**What needs to be done**
Reproduce the records below exactly as they appear, omitting any pictures they contain.

**The records**
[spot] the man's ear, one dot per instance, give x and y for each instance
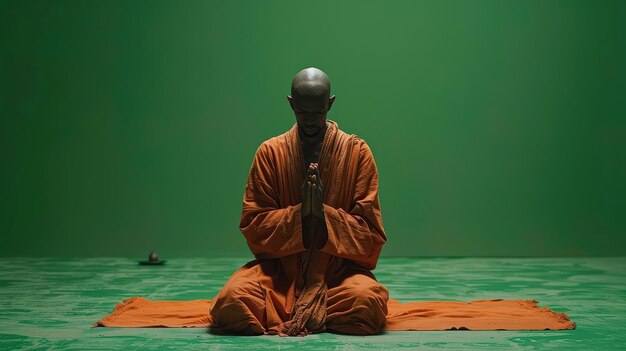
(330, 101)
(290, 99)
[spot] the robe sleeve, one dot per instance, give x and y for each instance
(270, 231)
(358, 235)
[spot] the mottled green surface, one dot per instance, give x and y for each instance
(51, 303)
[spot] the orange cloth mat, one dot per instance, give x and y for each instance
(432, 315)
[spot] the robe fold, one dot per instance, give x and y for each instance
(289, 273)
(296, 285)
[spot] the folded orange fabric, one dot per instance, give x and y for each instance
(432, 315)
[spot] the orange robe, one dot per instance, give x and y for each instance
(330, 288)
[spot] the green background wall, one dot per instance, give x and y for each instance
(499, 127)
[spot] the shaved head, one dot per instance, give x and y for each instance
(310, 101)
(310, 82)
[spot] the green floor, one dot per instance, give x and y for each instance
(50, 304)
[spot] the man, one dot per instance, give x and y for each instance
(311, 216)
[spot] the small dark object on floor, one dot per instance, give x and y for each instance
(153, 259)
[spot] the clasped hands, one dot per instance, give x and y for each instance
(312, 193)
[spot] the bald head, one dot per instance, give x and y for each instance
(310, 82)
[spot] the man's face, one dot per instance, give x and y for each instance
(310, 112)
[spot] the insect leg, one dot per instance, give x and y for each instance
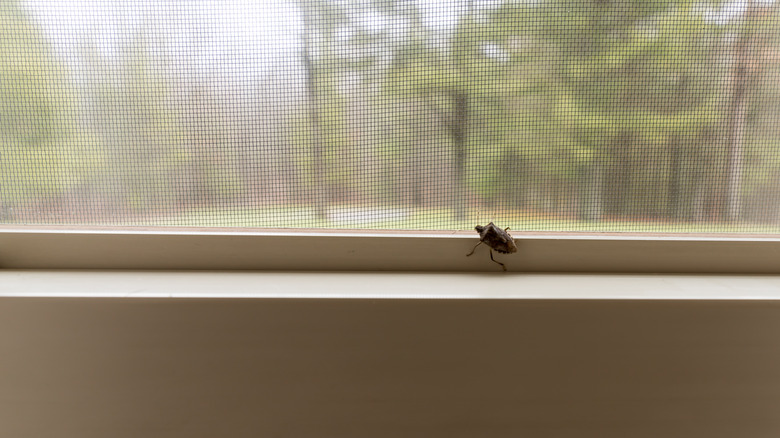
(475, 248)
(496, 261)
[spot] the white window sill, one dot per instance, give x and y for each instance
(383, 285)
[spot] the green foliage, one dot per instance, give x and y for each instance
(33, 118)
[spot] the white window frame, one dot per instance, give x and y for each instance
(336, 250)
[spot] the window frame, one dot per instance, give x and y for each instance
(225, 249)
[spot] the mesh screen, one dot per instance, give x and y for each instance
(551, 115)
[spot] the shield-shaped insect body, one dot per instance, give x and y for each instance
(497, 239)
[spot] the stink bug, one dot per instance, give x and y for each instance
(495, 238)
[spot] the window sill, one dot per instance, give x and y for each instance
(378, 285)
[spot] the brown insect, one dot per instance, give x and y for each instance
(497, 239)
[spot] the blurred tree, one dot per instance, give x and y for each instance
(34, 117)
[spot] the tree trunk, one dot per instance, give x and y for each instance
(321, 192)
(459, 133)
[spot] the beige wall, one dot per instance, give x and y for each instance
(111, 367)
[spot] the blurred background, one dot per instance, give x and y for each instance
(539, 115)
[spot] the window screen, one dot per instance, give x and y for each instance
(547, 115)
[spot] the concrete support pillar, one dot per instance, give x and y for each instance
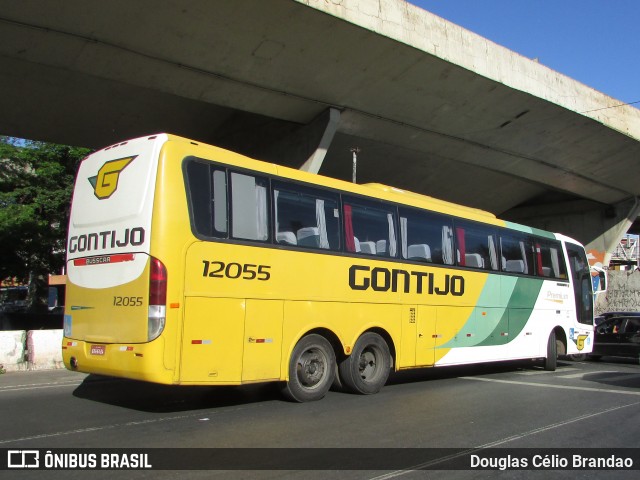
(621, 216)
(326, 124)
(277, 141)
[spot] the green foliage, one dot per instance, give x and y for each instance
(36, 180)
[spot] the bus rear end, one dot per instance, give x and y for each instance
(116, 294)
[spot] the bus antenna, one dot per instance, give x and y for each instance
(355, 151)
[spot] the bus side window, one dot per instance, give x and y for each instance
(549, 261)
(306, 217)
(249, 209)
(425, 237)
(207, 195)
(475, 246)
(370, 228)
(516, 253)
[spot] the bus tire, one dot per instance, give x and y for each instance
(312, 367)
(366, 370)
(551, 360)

**Full answer**
[spot] the man's ear, one dot per instance, give x and y for each instance
(330, 101)
(290, 99)
[spot] the robe sleeve, one dot per instance, give x and y for each instance
(270, 231)
(358, 235)
[spot] the mottled green surface, one dot per instance, give x and y for each instance
(51, 303)
[spot] the orange cloth mat, one dot per instance, give x and y for each instance
(432, 315)
[spot] the robe fold, one dot per instance, give x and y for each instance
(289, 273)
(296, 285)
[spot] the folded orange fabric, one dot per instance, give x and y for each instance
(432, 315)
[spot] the orange robe, one dot per instance, give x and y for each instance
(330, 288)
[spot] the green background wall, one dot per instance, give x and y for each instance
(499, 127)
[spot] the shaved head, one dot per instance, give x and y for each instance
(310, 101)
(310, 82)
[spot] the green floor, one dot per instance, give x and y for each instance
(50, 304)
[spot] the man, one dot per instance, give x and y for each instance
(311, 216)
[spot] the small dark object on floor, one dot per instance, give x and y for each instance
(153, 259)
[spot] the clasped hands, one dot per instance, give x and y for each instance
(312, 193)
[spot] the bald head, one dot per instance, give x and y for each instance
(310, 82)
[spot] the man's face, one dot per instance, give x and y for each instance
(310, 112)
[spot] the insect leg, one dot per instance, give x and y for each instance
(475, 248)
(496, 261)
[spot] the white window sill, one dot per instance, give x and y for each instance
(383, 285)
[spot] the green foliage, one dot per instance, give x and y for each instance
(33, 118)
[spot] the white window frame, one dot per instance, give x and y for each instance
(336, 250)
[spot] the window frame, one dot per instance, give x and y for each instance
(225, 249)
[spot] the mesh screen, one dot per instance, give x and y for each instance
(551, 115)
[spot] the shield-shaped insect body, one dot per instance, give x and y for each instance
(497, 239)
[spot] the stink bug, one dot per instance, give x and y for each instance
(495, 238)
[spot] the window sill, one dot per instance, give x and y for each instance
(378, 285)
[spot] the brown insect, one dot per instance, give x and y for each instance
(497, 239)
[spot] the blurred tree, one dot per instance, give x and y for each instance
(34, 117)
[spot] the tree trunk, one dot per instance, give x and y for each instance
(321, 192)
(459, 133)
[spot] the beige wall, one dot per instance, give x and y for each instance
(111, 367)
[spot] the blurred background, one dot per instance, give x and y for each instance
(539, 115)
[spot] the window screen, one dot per instance, give x and y for each instance
(547, 115)
[spot] the concrete support pillar, one dot per instance, give x and y for each instance
(621, 216)
(326, 124)
(277, 141)
[spot] the green foliage, one dot per instance, give x and y for each instance
(36, 180)
[spot] the bus rear end, one dot per instance, give x and y for each instance
(116, 294)
[spot] the bus antenna, one dot per instance, give x and y for each instance
(355, 151)
[spot] the bus side window, one dot per instance, give x and y for each instance
(549, 261)
(306, 217)
(249, 209)
(425, 237)
(207, 195)
(475, 246)
(370, 228)
(516, 253)
[spot] the bus tire, one dot per instance, give x and y for each instance
(312, 367)
(366, 370)
(551, 360)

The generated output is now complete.